┌─ ITEMS

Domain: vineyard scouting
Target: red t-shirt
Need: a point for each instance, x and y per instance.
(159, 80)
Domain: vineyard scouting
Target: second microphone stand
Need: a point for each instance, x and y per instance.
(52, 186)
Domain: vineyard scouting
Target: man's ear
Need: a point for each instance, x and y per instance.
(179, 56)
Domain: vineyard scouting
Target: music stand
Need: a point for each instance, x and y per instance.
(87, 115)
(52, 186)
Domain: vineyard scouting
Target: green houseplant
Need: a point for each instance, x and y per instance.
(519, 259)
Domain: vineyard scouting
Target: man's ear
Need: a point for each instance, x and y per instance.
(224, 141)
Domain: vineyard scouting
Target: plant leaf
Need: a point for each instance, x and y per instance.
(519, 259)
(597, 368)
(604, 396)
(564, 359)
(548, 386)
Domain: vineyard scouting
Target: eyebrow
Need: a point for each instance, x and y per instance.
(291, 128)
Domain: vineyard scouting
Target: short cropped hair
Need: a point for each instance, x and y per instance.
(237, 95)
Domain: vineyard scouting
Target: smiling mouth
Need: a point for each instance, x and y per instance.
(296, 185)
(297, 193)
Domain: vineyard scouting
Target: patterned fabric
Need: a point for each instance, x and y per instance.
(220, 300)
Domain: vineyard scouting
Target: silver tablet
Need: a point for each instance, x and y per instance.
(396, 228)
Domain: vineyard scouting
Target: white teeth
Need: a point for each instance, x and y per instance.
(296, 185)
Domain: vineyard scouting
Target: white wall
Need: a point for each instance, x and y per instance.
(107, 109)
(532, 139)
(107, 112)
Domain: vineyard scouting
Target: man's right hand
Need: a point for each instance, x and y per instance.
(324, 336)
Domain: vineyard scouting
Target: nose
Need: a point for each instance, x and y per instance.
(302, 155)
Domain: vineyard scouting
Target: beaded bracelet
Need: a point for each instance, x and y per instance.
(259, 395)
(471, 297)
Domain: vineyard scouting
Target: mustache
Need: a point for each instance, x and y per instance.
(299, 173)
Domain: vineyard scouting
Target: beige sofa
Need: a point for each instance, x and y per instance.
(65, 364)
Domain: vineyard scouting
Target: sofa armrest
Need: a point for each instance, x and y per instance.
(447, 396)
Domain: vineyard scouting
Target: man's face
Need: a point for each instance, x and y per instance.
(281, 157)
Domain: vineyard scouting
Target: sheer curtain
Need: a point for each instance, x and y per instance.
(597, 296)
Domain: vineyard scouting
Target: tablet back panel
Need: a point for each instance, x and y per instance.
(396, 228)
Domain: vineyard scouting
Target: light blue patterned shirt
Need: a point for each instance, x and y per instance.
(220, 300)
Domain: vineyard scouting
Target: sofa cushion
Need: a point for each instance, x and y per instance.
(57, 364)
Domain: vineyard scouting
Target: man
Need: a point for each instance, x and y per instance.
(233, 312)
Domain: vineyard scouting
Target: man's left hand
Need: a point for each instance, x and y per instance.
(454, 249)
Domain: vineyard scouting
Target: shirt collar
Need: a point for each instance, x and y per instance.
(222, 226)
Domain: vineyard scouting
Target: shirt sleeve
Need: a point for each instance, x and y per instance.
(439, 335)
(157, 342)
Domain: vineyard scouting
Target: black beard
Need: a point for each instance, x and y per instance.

└─

◆ **WHAT YOU NEED TO DO**:
Quote every record above exactly.

◆ **SOLUTION FOR THIS TASK**:
Domain: vineyard scouting
Target: red t-shirt
Need: a point for each instance, x and y per instance.
(159, 80)
Domain: vineyard scouting
Target: second microphone stand
Need: a point for each instance, x and y per instance.
(52, 186)
Domain: vineyard scouting
Target: man's ear
Need: a point for each instance, x and y per instance.
(179, 56)
Domain: vineyard scouting
Target: music stand
Need: a point for each instance, x and y per instance.
(87, 115)
(52, 186)
Domain: vineyard scouting
Target: green houseplant
Need: a point for each instance, x and y per instance.
(519, 259)
Domain: vineyard scouting
Target: man's ear
Need: a point for each instance, x and y per instance.
(224, 141)
Domain: vineyard scouting
Target: plant leaf
Need: a point for each instance, x and y per instance.
(519, 259)
(597, 368)
(604, 396)
(564, 359)
(548, 386)
Domain: vineyard scouting
Target: eyebrow
Need: a point for each instance, x and y per instance.
(291, 128)
Domain: vineyard scouting
Target: short cropped hair
Need: a point for each instance, x and y per instance.
(237, 95)
Domain: vineyard scouting
Target: smiling mouth
Need: a point for each instance, x and y per instance.
(296, 185)
(297, 193)
Domain: vineyard scouting
Target: patterned fabric
Need: a point for each instance, x and y per instance.
(220, 300)
Domain: vineyard scouting
Target: silver tablet
Need: a point for each instance, x and y per instance.
(396, 228)
Domain: vineyard scouting
Target: white teeth
Need: a point for each instance, x and y per instance.
(296, 185)
Domain: vineyard scouting
Target: white wall
Need: a point for each instance, x and y per instance.
(107, 109)
(532, 139)
(107, 112)
Domain: vineyard scouting
Target: man's right hand
Need: a point for each instance, x and y per instance.
(324, 336)
Domain: vineyard scouting
Target: nose
Need: a point for each instance, x and y per instance.
(302, 155)
Domain: vineyard scouting
Target: beaded bracelet
Need: a point for each instance, x and y per instance.
(259, 395)
(471, 297)
Domain: vineyard scouting
Target: mustache
Need: a point for each instance, x and y per instance.
(299, 173)
Domain: vineyard scouting
Target: beige sofa
Need: a point for each instance, x and y per instance.
(65, 364)
Domain: vineyard scouting
Target: sofa armrest
Need: a point for each instance, x and y per instance.
(447, 396)
Domain: vineyard scouting
Target: man's face
Need: a point for each instance, x and y per instance.
(281, 157)
Domain: vineyard scouting
Target: sheer curtain
Need: a point for each instance, x and y per instance.
(597, 296)
Domain: vineyard scouting
Target: tablet back panel
Need: a point for each instance, x and y per instance.
(396, 228)
Domain: vineyard scouting
Target: light blue patterned shirt
Need: a point for each instance, x and y per instance.
(220, 300)
Domain: vineyard scouting
Target: sofa cushion
Need: a point for each instance, x and y per instance.
(57, 364)
Domain: vineyard scouting
Target: man
Need: a point for each instance, x and y per instance.
(233, 312)
Domain: vineyard scouting
Target: man's left hand
Need: a point for each instance, x and y per instance.
(454, 249)
Domain: vineyard scouting
Target: shirt collar
Need: a point for each instance, x and y per instance.
(222, 226)
Domain: vineyard scouting
Target: shirt sleeve
Need: a point for each instance, x and y per instance.
(439, 335)
(157, 342)
Domain: vineyard scouting
Target: black beard
Need: a point for each instance, x and y per instance.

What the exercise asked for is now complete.